◆ **Aim**
The records that follow must be reproduced in full, exactly as written.

◆ **Task inputs**

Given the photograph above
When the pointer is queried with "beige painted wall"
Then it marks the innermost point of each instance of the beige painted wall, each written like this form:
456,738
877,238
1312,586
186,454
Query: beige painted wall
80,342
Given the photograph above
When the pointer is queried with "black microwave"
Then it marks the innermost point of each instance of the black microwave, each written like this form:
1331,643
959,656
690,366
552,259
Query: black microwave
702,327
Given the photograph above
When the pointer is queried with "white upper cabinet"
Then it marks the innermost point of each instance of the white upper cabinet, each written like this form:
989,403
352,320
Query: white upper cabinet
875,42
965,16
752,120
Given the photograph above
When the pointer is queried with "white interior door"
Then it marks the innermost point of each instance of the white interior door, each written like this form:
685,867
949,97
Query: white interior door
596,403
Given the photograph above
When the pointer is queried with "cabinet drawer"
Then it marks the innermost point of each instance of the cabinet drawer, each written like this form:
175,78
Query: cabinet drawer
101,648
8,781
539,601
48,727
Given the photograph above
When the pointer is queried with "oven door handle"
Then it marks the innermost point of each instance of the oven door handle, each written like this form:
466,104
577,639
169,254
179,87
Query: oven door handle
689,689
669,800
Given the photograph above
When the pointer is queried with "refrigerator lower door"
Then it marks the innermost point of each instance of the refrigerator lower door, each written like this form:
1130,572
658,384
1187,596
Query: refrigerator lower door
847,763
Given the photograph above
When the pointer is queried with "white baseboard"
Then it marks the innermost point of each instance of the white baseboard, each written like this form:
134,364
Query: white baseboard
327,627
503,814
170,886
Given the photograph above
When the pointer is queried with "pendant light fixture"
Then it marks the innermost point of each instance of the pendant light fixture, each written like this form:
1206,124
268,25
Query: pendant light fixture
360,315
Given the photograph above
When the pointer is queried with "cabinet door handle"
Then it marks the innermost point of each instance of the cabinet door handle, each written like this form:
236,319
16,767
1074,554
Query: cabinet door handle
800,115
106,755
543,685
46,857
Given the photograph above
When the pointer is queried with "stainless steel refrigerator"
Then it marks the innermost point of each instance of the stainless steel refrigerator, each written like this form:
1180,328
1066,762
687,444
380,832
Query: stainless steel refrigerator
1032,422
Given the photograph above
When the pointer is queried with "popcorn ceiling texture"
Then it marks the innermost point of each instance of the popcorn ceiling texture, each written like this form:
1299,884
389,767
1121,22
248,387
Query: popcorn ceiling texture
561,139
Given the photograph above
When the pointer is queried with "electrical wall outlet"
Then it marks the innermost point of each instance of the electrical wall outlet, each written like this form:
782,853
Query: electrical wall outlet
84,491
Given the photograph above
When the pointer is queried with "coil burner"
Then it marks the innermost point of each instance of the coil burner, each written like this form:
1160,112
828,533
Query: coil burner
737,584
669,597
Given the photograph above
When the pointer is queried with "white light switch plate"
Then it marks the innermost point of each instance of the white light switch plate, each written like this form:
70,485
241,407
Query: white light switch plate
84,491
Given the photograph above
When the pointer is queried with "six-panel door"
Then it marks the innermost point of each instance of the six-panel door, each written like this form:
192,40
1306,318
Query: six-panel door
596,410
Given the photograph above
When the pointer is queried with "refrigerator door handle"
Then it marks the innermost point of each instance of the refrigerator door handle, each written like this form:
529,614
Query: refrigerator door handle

◆ **Output for this exercise**
Given the photograph above
When the pointer is queried with "beige painted wall"
Then it marks the innermost point of each instance of the beige painted wall, each written like this form:
456,738
877,238
1312,586
186,454
Query: beige painted wall
80,342
Given the photograph above
When the pointer is queried with "black microwave"
Then it marks the innermost point of each instance of the black microwave, each written like this form:
1331,643
959,656
690,366
552,259
Query: black microwave
702,327
Given the photograph above
When the pointer is queried with "white upper cabinet"
Then it marks the innermost point of each instance of the white upper cabinet, each written like this form:
989,403
352,320
Query: white upper cabinet
875,42
965,16
752,120
Given the photograph above
When the pointer is queried with "white interior door"
Then it marks the innermost point of each instance of the white interior door, each written like this form:
685,867
949,97
Query: white interior door
596,403
Given the photograph above
When the pointer is queried with "cabinet drawer"
Then it marks the innermost point of each instance of the cabinet drawer, each written like this form:
175,78
Query: cabinet drawer
101,648
8,781
539,601
48,727
Given the photograph above
When the pointer is queried with "oven door handle"
Then it marks the innermost point of each instance of the oven door handle, each written like this form:
466,104
577,639
169,254
179,87
Query: oven door handle
689,689
669,800
Given the photograph above
When the pointer is queried with "refrigerator lower door"
Then it marks the innermost point of each instance of the refrigerator lower door, each written like this form:
1130,572
658,384
1187,596
Query: refrigerator lower door
847,763
Given the photograph above
When the pointer is queried with "white baseboard"
Then it marks the innermost point of each instance of the white baseboard, each written like this form:
134,364
Query: white baseboard
327,627
503,814
170,886
Given the photograph above
When the pointer is queried with "pendant light fixture"
Then it marks the innermost point of each instance of the pendant light fixture, each written like this form:
1206,124
268,25
Query: pendant light fixture
360,315
Given the photograph above
When the pointer is queried with "cabinet door handle"
Then it marks the innermost point of each instance of the cabinet door handle, each written like this form:
236,319
16,767
1074,554
Query: cabinet door handle
800,115
106,755
543,685
46,857
Given the photograph above
When the pointer is queried with "stainless steel refrigerator"
Then it marks the innermost point of each instance of the stainless steel refrigerator, each written like this form:
1180,328
1066,762
687,444
380,832
Query: stainless steel refrigerator
1032,422
Given the photograph above
When the pointer is queried with "popcorn ceiling texture"
Then it marks the innermost point of each instance of the popcorn ceiling texture, each written like this form:
1299,884
389,767
1121,22
248,387
Query: popcorn ceiling texture
561,139
Given the photograph above
When the pointer is queried with "electrical wall outlet"
Then it marks the innermost point of each instance of the electrical wall outlet, each written like this form:
782,853
Query: electrical wall outlet
84,491
Given the photograph above
When the pointer is queried with "coil burner"
Then it marks the innermost point of each instance of the coil burner, each written like this form:
1160,112
828,533
Query: coil burner
737,584
669,597
Given the photograph above
When the pointer is queried with "white light switch plate"
Then it marks the innermost point of each instance of the white light switch plate, each written like this form:
70,485
241,407
Query: white light switch plate
84,491
Given the photograph above
When the pointer is queried with "six-panel door"
Then it marks the innermost point of each instance of the six-panel door, each written like this form:
192,40
1306,318
Query: six-panel door
596,410
Given the photograph above
When the pointer is queried with "refrigerator door handle"
Then it marks the innermost point of each instance of the refrigerator door handle, each written like this form:
529,614
Query: refrigerator door handle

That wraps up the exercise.